- **Texte fourni**
★ ★ ★ ★ ★ ★ ★
Oeuvres complètes de Démosthène et d'Eschine/Discours préliminaire


DISCOURS

PRÉLIMINAIRE.



On a lu mille fois dans les livres, on a entendu répéter mille fois dans les conversations savantes, que les Grecs, et principalement les Athéniens, ont excellé dans l’éloquence. La vivacité de leur esprit, la perfection de leur langue, la nature de leur gouvernement, ont dû faire naître chez eux beaucoup d’orateurs. Il en a paru en effet un grand nombre, surtout à Athènes, qui seule en a produit plus que toute la Grèce ensemble.

Dans cette foule, on en distingue deux qui sont fort connus dans le monde littéraire, et dont le nom a passé d’âge en âge jusqu’à nous, consacré par l’admiration des siècles : Eschine et Démosthène furent toujours regardés comme des orateurs célèbres, et d’excellens modèles de la véritable éloquence. Mais est-il beaucoup de savans qui se soient convaincus par eux-mêmes de leur mérite, qui aient lu, qui aient étudié tout ce qui nous reste de leurs ouvrages ? Ce Démosthène, surtout, dont l’éloquence brûlante et rapide enflammait et entraînait tous les Grecs ; ce Démosthène, dont Cicéron fait un si magnifique éloge dans ses préceptes sur la rhétorique[1] ; qu’il avait pris pour maître et pour modèle : que connaît-on de lui ? On répète, avec complaisance, que c’est le plus grand orateur qu’ait enfanté la Grèce : on cite ses philippiques, ses olynthiennes, sa harangue sur la couronne ; mais parmi soixante discours, à-peu-près, qui nous restent de lui, et qui nous montrent toutes les ressources de son génie orateur et logicien, nous n’en connaissons guère plus de dix. Que de belles harangues, cependant, parmi toutes celles qui sont presque universellement ignorées ! que de bons modèles dans tous les genres !
★ ★ ★ ★ ★ ★ ★
- **Liste des données**
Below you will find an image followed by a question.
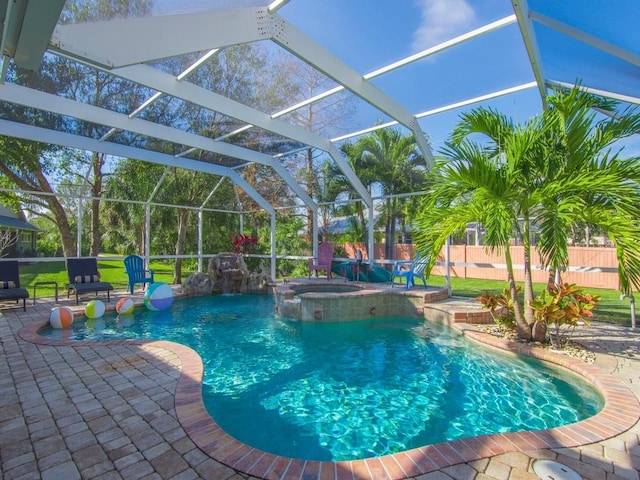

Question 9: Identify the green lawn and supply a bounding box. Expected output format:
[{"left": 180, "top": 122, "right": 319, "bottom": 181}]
[
  {"left": 20, "top": 260, "right": 631, "bottom": 326},
  {"left": 20, "top": 260, "right": 182, "bottom": 297}
]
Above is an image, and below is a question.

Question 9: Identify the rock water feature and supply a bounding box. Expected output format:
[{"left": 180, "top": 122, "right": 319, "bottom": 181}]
[{"left": 182, "top": 253, "right": 272, "bottom": 297}]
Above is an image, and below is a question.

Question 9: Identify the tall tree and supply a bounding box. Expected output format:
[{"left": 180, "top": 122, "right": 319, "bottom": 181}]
[
  {"left": 418, "top": 87, "right": 640, "bottom": 340},
  {"left": 0, "top": 0, "right": 151, "bottom": 256},
  {"left": 357, "top": 129, "right": 427, "bottom": 259}
]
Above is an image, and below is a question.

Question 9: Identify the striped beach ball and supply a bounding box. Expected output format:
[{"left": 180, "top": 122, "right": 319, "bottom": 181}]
[
  {"left": 144, "top": 282, "right": 173, "bottom": 312},
  {"left": 49, "top": 307, "right": 73, "bottom": 328},
  {"left": 116, "top": 297, "right": 135, "bottom": 315},
  {"left": 84, "top": 300, "right": 105, "bottom": 318}
]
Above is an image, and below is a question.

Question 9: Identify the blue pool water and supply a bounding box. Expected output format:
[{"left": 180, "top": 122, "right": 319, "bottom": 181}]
[{"left": 42, "top": 295, "right": 602, "bottom": 461}]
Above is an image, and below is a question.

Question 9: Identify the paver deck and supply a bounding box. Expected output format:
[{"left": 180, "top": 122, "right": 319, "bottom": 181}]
[{"left": 0, "top": 284, "right": 640, "bottom": 480}]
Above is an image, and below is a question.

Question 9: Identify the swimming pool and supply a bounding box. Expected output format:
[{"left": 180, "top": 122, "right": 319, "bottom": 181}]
[{"left": 38, "top": 295, "right": 602, "bottom": 460}]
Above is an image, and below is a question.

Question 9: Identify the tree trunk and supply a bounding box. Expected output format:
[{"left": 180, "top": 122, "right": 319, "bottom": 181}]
[
  {"left": 504, "top": 245, "right": 531, "bottom": 340},
  {"left": 44, "top": 196, "right": 76, "bottom": 257},
  {"left": 531, "top": 321, "right": 547, "bottom": 343},
  {"left": 522, "top": 213, "right": 534, "bottom": 327},
  {"left": 89, "top": 153, "right": 104, "bottom": 257},
  {"left": 173, "top": 209, "right": 191, "bottom": 285}
]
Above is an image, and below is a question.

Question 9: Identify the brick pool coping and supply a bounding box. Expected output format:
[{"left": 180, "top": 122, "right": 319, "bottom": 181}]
[{"left": 19, "top": 308, "right": 640, "bottom": 480}]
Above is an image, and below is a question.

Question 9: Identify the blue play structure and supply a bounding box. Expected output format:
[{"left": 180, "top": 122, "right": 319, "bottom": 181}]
[{"left": 331, "top": 262, "right": 391, "bottom": 283}]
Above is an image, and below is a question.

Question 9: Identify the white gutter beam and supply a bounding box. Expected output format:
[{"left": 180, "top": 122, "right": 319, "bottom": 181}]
[
  {"left": 0, "top": 84, "right": 310, "bottom": 208},
  {"left": 0, "top": 120, "right": 275, "bottom": 214},
  {"left": 511, "top": 0, "right": 547, "bottom": 105}
]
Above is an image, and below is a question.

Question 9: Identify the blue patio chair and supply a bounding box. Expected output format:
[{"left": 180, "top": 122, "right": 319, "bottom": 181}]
[
  {"left": 124, "top": 255, "right": 153, "bottom": 295},
  {"left": 0, "top": 260, "right": 29, "bottom": 312},
  {"left": 391, "top": 254, "right": 429, "bottom": 290}
]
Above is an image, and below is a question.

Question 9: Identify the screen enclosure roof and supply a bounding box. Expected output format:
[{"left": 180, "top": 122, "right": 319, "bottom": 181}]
[{"left": 0, "top": 0, "right": 640, "bottom": 213}]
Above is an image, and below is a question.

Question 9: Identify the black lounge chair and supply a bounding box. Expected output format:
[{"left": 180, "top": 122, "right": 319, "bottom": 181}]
[
  {"left": 67, "top": 257, "right": 113, "bottom": 305},
  {"left": 0, "top": 260, "right": 29, "bottom": 312}
]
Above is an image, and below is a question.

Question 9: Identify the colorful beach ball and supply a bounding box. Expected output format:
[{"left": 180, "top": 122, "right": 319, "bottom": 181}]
[
  {"left": 49, "top": 307, "right": 73, "bottom": 328},
  {"left": 116, "top": 297, "right": 135, "bottom": 315},
  {"left": 144, "top": 282, "right": 173, "bottom": 312},
  {"left": 84, "top": 300, "right": 105, "bottom": 318}
]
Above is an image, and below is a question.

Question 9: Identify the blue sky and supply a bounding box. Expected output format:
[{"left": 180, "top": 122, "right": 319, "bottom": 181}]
[
  {"left": 151, "top": 0, "right": 640, "bottom": 158},
  {"left": 279, "top": 0, "right": 541, "bottom": 150}
]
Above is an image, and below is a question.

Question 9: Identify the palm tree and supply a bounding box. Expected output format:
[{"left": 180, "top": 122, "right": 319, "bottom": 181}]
[
  {"left": 416, "top": 119, "right": 542, "bottom": 339},
  {"left": 419, "top": 88, "right": 640, "bottom": 340}
]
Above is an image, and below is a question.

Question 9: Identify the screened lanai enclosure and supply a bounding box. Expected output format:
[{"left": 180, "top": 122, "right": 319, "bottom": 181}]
[{"left": 0, "top": 0, "right": 640, "bottom": 278}]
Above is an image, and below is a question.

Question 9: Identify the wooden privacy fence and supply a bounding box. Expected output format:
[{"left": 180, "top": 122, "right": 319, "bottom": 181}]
[{"left": 344, "top": 244, "right": 620, "bottom": 290}]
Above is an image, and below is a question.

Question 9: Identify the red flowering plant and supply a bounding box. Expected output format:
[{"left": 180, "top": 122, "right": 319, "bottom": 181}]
[{"left": 229, "top": 233, "right": 258, "bottom": 255}]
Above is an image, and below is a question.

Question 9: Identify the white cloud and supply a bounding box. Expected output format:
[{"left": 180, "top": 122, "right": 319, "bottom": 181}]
[{"left": 413, "top": 0, "right": 475, "bottom": 50}]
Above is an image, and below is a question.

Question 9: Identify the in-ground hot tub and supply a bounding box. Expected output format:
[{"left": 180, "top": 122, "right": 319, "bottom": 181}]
[{"left": 274, "top": 280, "right": 438, "bottom": 322}]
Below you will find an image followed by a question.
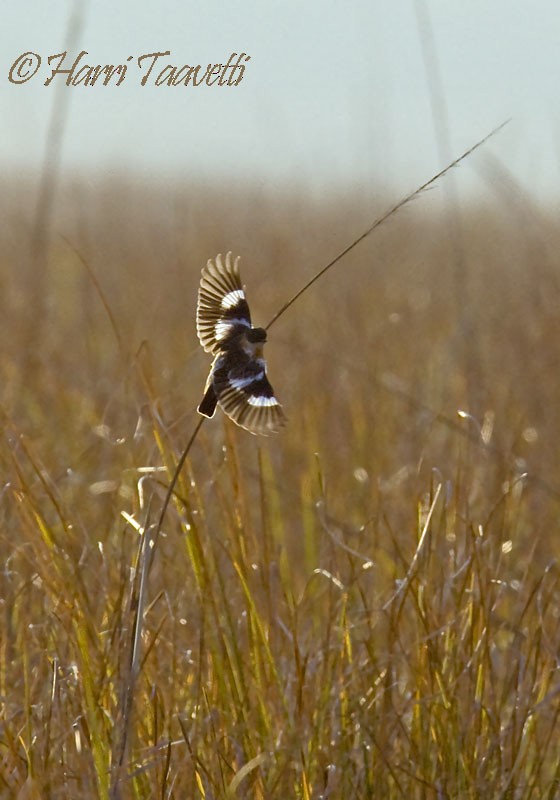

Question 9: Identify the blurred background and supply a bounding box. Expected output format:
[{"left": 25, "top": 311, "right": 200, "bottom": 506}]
[
  {"left": 0, "top": 0, "right": 560, "bottom": 198},
  {"left": 5, "top": 0, "right": 560, "bottom": 798}
]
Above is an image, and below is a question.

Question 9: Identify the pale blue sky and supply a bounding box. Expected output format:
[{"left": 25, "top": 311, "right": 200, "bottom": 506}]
[{"left": 0, "top": 0, "right": 560, "bottom": 197}]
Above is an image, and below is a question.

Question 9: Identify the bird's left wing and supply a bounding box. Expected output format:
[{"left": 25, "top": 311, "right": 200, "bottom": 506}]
[{"left": 196, "top": 253, "right": 251, "bottom": 355}]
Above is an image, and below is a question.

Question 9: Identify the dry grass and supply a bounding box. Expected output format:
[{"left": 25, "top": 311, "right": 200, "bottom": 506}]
[{"left": 0, "top": 172, "right": 560, "bottom": 800}]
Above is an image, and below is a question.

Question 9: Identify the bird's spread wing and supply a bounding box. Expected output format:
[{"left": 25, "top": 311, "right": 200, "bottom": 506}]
[
  {"left": 196, "top": 253, "right": 251, "bottom": 355},
  {"left": 212, "top": 352, "right": 286, "bottom": 436}
]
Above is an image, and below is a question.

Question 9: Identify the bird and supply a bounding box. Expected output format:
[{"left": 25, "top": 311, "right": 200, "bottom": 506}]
[{"left": 196, "top": 252, "right": 286, "bottom": 436}]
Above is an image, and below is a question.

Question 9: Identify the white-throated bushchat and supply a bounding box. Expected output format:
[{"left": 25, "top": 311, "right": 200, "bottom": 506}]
[{"left": 196, "top": 253, "right": 286, "bottom": 436}]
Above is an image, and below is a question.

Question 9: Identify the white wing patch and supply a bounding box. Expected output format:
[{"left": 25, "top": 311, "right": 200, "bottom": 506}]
[
  {"left": 229, "top": 372, "right": 264, "bottom": 390},
  {"left": 214, "top": 319, "right": 251, "bottom": 341},
  {"left": 247, "top": 394, "right": 280, "bottom": 408},
  {"left": 220, "top": 289, "right": 245, "bottom": 309}
]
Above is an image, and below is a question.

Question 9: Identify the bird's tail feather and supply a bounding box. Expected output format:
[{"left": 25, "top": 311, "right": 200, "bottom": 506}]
[{"left": 198, "top": 384, "right": 218, "bottom": 418}]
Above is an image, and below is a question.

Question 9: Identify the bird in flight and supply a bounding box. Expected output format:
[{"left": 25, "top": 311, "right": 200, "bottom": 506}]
[{"left": 196, "top": 253, "right": 286, "bottom": 436}]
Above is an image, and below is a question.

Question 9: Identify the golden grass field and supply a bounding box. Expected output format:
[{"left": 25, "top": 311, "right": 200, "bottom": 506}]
[{"left": 0, "top": 172, "right": 560, "bottom": 800}]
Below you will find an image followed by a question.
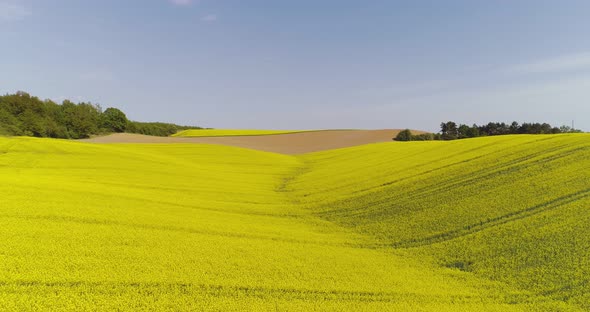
★ ★ ★ ★ ★ ★ ★
- **Consigne écrite 1**
D'après le discours préliminaire, quelle cité a produit à elle seule plus d'orateurs que toute la Grèce ?
- **Consigne écrite 2**
Recopiez le passage du discours préliminaire allant de « PRÉLIMINAIRE. » jusqu'à « la Grèce ensemble. » en substituant « Corinthiens » à « Athéniens ».
Ces données proviennent d'une autre source que le texte.

- **Résultat attendu 1**
Athènes.

- **Résultat attendu 2**
PRÉLIMINAIRE.



On a lu mille fois dans les livres, on a entendu répéter mille fois dans les conversations savantes, que les Grecs, et principalement les Corinthiens, ont excellé dans l’éloquence. La vivacité de leur esprit, la perfection de leur langue, la nature de leur gouvernement, ont dû faire naître chez eux beaucoup d’orateurs. Il en a paru en effet un grand nombre, surtout à Athènes, qui seule en a produit plus que toute la Grèce ensemble.